━━━ Text passage

If you don't believe me, check out plentiful threads on r/regretfulparents and r/breakingmom or even Mumsnet, where young or new mothers bemoan their decision because of how burdensome, exhausting, isolating it is after a certain point. No-one tells these women that people take self-gratifying and fleeting interest in their baby or little child (not only healthy interest, either), and not in the person this child will become, or in the mother who gave that child life.

It's all rather sad, once you stand back, observe the cycle and work it all out. I'd feel more sorry for your sister, and as someone with a sister myself try to be there for her when no-one else is, because it would mean so much more and bring us closer. Op and I are on different journeys in this life, though, and that's ok. No-one can tell anyone else how to feel, only lend perspective.
 
It's understandable to feel sidelined or left out in the cold about all this. I more than empathise with how autistic people who have lower support needs (and that's often us women, let's be real) often go unaided or undetected in daily life, and this can breed the resentment in us of always being overlooked for neurotypicals who are having challenges.
You're right. Social isolation can be frightening for some of us, as in feeling alone in our struggles and wondering why we can't seem to make friends.
With that being said, though: speaking as a woman in a family and community where at the moment pregnancies are going off left and right--any 'support' or extra attention and help you perceive is coming to your sister and these new mothers is temporary, and often for show or self-gratification. It's another social dance that ends when the music stops. Once a baby stops being cute, novel and exciting, and becomes a screaming toddler or a needy annoying kindergartner, almost everyone outside the family circle and even some inside it stop being interested. Then the mother is left with the kid alone, and barely anyone else cares. Have seen this play out many a time.

If you don't believe me, check out plentiful threads on r/regretfulparents and r/breakingmom or even Mumsnet, where young or new mothers bemoan their decision because of how burdensome, exhausting, isolating it is after a certain point. No-one tells these women that people take self-gratifying and fleeting interest in their baby or little child (not only healthy interest, either), and not in the person this child will become, or in the mother who gave that child life.
A lot of people say this. I don't know how it will turn out for my sister but even if nobody did care about her any more after the baby gets to a certain stage, I don't think she'd care either. She'd probably just be focusing on her baby and enjoying family life. Not much fazes her like it does me.
It's all rather sad, once you stand back, observe the cycle and work it all out. I'd feel more sorry for your sister, and as someone with a sister myself try to be there for her when no-one else is, because it would mean so much more and bring us closer. Op and I are on different journeys in this life, though, and that's ok. No-one can tell anyone else how to feel, only lend perspective.
I will be there for her, even though we live 25 miles apart. I would never shun her. We've always been close. We were like soulmates when we were little, as we're only one year apart in age. We had something like a "twin bond", which made me feel so happy. When we became adolescents she suddenly became more interested in her friends she had found at school, while I had no friends and felt lonely. Her friends bullied me, maybe because they sensed I was a bit jealous of her making friends better than me and that I felt they came between us and I no longer had my soulmate any more. I was alone and became a terrible burden on my mother. It was so disheartening.
Ever since, me and my sister's "twin bond" hasn't been as strong as it was when we were kids, as we went our separate ways for a few years when I got used to not having her around so much. Now we both have boyfriends and live in different towns and have different jobs. But we're still close.

━━━━━━

Using the information
#1 Answer these questions from the forum thread:
(a) Besides Mumsnet, which two subreddits does it point to for threads by young or new mothers?
(b) How many miles apart do the two sisters live?
(c) How many years apart in age are the sisters?
#2 Extract the passage of the forum thread starting at "It's understandable to" and ending at "to make friends.".

━━━ Information given

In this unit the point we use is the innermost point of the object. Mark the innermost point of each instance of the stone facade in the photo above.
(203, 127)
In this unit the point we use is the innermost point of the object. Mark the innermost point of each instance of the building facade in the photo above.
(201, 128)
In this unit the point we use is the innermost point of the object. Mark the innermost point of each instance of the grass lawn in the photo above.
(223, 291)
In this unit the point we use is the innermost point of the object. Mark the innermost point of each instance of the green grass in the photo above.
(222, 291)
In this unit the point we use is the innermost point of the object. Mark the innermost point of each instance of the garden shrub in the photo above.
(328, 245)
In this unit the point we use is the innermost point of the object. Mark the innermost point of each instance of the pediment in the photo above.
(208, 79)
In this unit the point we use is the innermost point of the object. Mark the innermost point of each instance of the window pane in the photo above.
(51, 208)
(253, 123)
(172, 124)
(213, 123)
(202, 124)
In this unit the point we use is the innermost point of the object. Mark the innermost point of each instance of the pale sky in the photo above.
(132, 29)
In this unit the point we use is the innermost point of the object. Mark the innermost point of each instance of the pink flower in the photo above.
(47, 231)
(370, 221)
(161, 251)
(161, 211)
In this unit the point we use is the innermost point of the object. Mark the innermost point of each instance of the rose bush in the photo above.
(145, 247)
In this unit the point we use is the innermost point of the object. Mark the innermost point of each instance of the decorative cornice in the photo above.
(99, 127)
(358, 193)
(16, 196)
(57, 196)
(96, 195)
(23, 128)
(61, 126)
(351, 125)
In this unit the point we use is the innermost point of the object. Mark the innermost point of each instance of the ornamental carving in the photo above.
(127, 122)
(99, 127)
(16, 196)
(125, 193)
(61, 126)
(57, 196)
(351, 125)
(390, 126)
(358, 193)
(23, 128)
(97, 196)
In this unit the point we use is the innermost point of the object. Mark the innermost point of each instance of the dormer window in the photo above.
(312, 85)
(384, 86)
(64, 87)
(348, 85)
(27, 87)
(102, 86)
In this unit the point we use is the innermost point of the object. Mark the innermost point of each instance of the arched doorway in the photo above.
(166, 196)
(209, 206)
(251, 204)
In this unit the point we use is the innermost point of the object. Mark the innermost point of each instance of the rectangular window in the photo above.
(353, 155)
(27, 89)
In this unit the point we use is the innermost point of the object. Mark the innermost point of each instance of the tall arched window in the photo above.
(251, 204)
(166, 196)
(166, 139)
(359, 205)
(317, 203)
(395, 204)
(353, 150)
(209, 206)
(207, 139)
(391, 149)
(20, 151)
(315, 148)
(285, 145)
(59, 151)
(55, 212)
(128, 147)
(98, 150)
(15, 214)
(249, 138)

━━━━━━

Task solutions
#1
(a) r/regretfulparents and r/breakingmom
(b) 25 miles
(c) One year

#2
It's understandable to feel sidelined or left out in the cold about all this. I more than empathise with how autistic people who have lower support needs (and that's often us women, let's be real) often go unaided or undetected in daily life, and this can breed the resentment in us of always being overlooked for neurotypicals who are having challenges.
You're right. Social isolation can be frightening for some of us, as in feeling alone in our struggles and wondering why we can't seem to make friends.